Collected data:
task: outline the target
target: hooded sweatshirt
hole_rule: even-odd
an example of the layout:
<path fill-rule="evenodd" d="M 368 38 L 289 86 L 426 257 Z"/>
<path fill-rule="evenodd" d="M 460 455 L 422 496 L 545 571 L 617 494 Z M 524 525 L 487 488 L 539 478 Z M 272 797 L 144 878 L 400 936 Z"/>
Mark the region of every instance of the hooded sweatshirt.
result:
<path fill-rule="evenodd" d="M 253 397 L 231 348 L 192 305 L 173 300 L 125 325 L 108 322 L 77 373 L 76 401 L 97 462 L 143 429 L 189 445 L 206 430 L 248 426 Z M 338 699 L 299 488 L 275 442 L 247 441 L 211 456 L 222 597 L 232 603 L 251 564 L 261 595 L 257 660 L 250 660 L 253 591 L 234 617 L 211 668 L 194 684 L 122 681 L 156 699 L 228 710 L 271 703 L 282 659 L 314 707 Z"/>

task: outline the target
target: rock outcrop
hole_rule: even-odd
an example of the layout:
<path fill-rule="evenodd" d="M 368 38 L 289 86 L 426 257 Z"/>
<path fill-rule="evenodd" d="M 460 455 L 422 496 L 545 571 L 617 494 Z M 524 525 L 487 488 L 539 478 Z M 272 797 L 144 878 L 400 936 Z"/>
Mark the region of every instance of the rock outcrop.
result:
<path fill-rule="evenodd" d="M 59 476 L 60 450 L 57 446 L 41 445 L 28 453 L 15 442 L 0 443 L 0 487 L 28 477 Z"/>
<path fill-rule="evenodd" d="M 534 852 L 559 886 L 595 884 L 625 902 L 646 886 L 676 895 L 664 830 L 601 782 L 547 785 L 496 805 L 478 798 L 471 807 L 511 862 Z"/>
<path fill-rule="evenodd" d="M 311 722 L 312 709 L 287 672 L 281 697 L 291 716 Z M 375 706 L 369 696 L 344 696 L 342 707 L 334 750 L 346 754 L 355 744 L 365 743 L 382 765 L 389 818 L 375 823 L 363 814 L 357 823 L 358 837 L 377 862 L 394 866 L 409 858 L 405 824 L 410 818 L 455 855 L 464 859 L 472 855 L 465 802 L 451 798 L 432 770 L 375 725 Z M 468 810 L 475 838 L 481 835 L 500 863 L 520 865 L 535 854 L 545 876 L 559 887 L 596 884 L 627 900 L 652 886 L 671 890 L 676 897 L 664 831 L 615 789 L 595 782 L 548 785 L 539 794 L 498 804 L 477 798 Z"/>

■ **Task directions**:
For the records above, state how many lines contain the word "every". Give only the number.

■ **Result of the task**:
2